Coordinate annotation entries:
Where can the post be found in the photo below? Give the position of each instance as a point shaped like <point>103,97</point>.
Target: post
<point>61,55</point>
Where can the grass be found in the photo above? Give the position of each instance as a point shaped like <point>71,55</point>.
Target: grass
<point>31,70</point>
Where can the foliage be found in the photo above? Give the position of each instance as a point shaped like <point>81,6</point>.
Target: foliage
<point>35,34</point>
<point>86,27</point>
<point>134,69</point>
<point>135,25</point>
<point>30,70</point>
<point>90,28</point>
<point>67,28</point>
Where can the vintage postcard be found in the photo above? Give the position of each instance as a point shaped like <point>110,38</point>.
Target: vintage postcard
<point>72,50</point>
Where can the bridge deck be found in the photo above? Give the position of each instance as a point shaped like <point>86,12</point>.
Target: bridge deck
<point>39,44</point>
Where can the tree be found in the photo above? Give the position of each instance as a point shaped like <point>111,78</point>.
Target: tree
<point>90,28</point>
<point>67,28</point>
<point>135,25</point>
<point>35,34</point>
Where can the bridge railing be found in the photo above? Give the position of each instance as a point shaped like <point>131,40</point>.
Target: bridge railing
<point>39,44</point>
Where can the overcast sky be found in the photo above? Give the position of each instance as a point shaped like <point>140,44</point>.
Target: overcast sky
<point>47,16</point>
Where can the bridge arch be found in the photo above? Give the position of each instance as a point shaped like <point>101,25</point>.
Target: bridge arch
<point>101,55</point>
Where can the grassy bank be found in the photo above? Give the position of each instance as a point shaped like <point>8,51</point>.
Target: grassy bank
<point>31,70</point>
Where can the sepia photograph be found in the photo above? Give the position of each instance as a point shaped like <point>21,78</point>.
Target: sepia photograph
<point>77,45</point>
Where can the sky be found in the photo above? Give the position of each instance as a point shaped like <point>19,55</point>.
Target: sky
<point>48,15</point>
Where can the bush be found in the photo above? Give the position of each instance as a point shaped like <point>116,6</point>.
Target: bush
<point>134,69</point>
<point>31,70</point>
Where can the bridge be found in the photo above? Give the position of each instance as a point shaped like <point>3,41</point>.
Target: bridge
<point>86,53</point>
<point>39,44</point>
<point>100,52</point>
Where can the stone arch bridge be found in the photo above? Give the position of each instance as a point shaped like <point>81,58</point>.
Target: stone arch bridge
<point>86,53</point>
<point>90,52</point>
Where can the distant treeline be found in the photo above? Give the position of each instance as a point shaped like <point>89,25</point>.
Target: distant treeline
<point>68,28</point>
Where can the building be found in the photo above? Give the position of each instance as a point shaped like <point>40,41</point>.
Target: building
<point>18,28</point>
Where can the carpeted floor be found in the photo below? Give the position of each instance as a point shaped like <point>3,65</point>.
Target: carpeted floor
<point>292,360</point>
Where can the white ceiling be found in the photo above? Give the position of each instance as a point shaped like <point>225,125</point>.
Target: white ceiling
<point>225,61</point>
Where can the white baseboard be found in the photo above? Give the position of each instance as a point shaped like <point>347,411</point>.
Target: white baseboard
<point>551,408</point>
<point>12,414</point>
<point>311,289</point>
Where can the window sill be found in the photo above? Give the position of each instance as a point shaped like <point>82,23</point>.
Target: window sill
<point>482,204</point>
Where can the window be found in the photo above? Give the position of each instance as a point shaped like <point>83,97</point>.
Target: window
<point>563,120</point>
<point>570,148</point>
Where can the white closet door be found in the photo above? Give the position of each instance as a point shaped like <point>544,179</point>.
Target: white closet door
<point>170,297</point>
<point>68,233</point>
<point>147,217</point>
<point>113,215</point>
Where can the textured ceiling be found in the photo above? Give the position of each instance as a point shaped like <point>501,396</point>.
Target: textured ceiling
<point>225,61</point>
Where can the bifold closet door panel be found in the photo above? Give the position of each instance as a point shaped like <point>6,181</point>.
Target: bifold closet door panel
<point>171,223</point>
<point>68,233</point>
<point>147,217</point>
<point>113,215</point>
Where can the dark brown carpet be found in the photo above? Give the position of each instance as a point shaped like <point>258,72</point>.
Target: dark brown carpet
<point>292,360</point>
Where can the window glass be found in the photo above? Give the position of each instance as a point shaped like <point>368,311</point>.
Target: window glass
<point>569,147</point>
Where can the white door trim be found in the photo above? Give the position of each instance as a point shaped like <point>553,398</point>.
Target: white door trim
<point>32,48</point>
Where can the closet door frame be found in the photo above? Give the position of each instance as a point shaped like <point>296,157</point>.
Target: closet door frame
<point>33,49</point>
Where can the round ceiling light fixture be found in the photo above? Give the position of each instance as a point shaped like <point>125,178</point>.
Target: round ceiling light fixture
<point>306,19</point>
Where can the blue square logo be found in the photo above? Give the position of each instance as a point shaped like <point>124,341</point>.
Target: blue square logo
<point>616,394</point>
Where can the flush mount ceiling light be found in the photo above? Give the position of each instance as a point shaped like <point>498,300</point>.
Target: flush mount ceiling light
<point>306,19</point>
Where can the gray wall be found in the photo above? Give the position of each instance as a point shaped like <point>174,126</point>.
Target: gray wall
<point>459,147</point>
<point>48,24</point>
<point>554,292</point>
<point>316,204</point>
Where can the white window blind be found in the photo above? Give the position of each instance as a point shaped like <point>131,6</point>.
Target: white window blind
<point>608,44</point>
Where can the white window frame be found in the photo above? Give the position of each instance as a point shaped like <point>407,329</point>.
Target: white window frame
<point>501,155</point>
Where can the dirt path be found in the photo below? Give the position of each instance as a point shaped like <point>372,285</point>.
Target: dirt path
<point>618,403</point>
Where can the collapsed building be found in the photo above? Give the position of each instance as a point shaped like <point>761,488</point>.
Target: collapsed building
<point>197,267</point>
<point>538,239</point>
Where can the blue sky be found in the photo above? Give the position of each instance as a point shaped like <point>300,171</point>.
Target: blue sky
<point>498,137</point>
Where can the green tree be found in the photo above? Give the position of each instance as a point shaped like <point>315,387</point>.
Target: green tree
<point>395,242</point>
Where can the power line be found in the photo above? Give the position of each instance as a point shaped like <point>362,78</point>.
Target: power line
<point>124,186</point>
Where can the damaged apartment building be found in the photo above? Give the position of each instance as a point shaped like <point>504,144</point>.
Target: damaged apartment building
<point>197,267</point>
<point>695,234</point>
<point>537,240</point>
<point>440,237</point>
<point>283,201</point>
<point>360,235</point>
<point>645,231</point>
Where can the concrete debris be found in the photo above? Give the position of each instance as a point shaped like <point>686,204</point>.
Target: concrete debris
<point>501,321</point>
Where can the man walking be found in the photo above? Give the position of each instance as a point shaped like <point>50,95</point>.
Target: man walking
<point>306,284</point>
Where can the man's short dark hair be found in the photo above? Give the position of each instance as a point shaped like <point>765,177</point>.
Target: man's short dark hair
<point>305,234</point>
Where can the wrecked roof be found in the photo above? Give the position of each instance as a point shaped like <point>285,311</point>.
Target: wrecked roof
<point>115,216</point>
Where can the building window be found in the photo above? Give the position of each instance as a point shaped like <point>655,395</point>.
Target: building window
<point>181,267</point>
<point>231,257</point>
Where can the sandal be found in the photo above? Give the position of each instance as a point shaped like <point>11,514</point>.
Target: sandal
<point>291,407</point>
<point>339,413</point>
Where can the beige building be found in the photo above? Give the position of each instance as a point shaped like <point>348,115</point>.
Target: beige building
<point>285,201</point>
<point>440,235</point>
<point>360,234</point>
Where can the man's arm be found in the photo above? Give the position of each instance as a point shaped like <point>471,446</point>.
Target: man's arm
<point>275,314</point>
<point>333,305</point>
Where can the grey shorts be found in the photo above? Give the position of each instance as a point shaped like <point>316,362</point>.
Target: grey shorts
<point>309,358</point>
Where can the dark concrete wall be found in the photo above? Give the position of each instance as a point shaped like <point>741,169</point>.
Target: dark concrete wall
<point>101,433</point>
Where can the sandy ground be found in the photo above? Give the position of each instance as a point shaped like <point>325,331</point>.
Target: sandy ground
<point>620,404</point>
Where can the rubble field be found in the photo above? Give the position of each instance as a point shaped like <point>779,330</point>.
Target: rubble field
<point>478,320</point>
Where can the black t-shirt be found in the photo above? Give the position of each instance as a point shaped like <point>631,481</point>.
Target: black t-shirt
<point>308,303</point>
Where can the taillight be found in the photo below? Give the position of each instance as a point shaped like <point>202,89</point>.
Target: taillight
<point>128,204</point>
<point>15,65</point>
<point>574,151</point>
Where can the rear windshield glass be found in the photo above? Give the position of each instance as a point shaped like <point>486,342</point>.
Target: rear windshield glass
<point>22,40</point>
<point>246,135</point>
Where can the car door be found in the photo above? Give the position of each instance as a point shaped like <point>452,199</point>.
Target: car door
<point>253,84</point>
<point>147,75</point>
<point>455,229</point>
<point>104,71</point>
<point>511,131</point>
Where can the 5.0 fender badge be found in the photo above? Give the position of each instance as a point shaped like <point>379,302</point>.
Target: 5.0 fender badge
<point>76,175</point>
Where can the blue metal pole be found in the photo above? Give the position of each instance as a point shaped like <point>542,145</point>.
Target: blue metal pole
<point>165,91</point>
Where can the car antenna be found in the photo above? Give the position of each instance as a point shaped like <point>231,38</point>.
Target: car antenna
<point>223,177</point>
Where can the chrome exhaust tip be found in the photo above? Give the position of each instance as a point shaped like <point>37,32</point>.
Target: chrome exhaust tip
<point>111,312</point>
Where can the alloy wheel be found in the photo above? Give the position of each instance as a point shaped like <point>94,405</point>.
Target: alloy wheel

Instructions to follow: Copy every line unchanged, starting with the line that contains "Where can the chrome" and continuing to the end of the entries.

Solution to this task:
Where can the chrome exhaust tip be found in the photo above? Give the position of each instance as a point shaped like <point>37,32</point>.
Target: chrome exhaust tip
<point>111,312</point>
Where can the alloy wheel be found in the photo above? Give the position of each instance as a point shaped like <point>94,405</point>.
Target: alloy wheel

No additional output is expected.